____ Text shown

Hello, my name is***** and I have over 20 years of experience as a veterinarian. I'm sorry to hear about your older dog losing weight, eating poorly, and lethargy.

  1. Is she spayed?

  2. Is she drinking more than usual?

  3. How are her stools?

  4. Any vomiting?

Customer: replied 3 months ago.
She is spayed
No drinking normally
Stools ok maybe a little hard
No vomiting
She is 8 years old springer spaniel
Customer: replied 3 months ago.
She is like grunting when she breathes like snoring but awake

Thanks, ***** ***** information is helpful.

I am typing a response now. If you cannot see it here in several minutes please check your email, including spam/junk folders, for an email with a link to my response.

Her weakness/lethargy are likely due to low blood glucose, dehydration and an imbalance in blood electrolyte and mineral balances that all go along with a dog that is eating so poorly they are losing weight and breaking down their body for energy to support basic metabolic functions.

________

**Task brief**:
Answer these questions about the veterinary exchange above.
1. How many years of experience does the veterinarian claim?
2. What breed and age is the dog?
3. What does the customer say the dog's breathing sounds like?

____ Supplied information

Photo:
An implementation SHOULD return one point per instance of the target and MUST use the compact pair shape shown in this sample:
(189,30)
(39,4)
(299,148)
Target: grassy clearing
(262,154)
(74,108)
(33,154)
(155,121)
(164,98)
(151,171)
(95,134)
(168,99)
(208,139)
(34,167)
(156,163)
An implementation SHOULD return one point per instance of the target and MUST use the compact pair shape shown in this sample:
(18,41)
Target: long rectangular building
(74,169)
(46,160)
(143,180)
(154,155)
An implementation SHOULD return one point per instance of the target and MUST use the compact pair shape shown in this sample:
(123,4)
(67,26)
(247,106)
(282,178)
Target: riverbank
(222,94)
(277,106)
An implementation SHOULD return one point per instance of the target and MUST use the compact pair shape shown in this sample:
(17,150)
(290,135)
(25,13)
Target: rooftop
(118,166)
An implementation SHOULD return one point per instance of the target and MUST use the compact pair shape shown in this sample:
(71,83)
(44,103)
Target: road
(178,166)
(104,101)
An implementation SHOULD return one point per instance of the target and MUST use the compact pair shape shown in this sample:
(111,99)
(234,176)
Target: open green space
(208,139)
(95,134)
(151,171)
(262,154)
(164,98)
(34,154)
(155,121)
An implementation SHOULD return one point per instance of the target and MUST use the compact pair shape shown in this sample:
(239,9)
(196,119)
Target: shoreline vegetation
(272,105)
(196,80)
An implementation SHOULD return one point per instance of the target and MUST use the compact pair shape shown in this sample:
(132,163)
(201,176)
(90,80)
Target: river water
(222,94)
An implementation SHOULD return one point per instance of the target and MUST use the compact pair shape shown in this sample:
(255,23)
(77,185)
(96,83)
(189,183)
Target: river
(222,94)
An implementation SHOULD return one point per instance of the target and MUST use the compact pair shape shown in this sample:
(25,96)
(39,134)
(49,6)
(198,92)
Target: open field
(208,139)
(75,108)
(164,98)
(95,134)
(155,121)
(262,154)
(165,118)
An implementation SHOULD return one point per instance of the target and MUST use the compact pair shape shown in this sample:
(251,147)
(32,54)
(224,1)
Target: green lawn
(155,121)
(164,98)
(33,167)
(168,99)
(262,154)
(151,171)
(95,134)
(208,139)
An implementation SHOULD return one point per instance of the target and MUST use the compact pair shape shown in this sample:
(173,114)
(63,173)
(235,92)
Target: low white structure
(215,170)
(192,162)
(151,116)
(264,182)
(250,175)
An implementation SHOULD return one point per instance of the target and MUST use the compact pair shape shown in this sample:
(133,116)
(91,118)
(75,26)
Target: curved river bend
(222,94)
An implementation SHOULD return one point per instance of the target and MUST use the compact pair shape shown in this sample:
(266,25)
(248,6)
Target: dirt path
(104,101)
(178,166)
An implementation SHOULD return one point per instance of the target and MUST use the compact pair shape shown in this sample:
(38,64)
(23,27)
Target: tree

________

**Answer box**:
1. Over 20 years.
2. An 8-year-old springer spaniel.
3. Like grunting, or like snoring while she is awake.